## The problem
Count the lines in the entries below that contain the word "leaf", and give only that number.

## Stored data
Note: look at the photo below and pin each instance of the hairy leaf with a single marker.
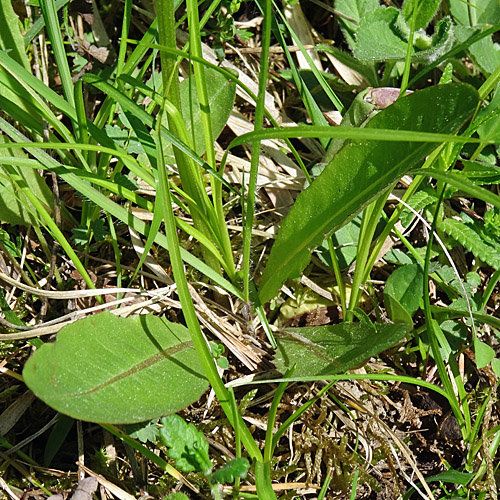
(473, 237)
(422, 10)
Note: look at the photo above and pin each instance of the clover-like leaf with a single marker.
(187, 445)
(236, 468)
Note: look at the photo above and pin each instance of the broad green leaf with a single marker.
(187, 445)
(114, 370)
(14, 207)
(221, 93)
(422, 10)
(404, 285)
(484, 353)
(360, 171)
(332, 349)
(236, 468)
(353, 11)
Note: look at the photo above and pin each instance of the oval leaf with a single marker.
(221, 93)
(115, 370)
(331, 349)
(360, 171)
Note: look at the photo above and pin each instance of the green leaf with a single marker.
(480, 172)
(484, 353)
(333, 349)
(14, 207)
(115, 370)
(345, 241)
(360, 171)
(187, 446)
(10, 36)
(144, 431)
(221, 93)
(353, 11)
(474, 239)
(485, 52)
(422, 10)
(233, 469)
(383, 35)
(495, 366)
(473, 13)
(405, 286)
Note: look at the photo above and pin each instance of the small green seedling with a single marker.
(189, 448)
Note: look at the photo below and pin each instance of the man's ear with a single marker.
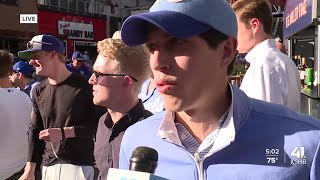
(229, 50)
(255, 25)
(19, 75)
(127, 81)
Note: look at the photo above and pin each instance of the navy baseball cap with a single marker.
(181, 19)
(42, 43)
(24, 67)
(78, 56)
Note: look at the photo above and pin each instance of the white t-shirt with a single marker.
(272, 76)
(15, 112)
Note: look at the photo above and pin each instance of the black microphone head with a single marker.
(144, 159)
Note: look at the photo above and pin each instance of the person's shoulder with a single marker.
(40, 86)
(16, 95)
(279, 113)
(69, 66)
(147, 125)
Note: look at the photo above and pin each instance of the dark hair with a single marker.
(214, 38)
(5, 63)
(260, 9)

* * *

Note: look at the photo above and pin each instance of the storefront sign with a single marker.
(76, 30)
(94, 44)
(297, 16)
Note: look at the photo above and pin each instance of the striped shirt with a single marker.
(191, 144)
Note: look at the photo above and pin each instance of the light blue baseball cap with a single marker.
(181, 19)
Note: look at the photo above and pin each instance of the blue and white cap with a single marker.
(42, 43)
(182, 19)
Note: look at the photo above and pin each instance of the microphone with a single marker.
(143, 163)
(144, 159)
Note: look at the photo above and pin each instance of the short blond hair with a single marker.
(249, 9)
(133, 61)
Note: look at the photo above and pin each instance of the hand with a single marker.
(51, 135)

## The answer
5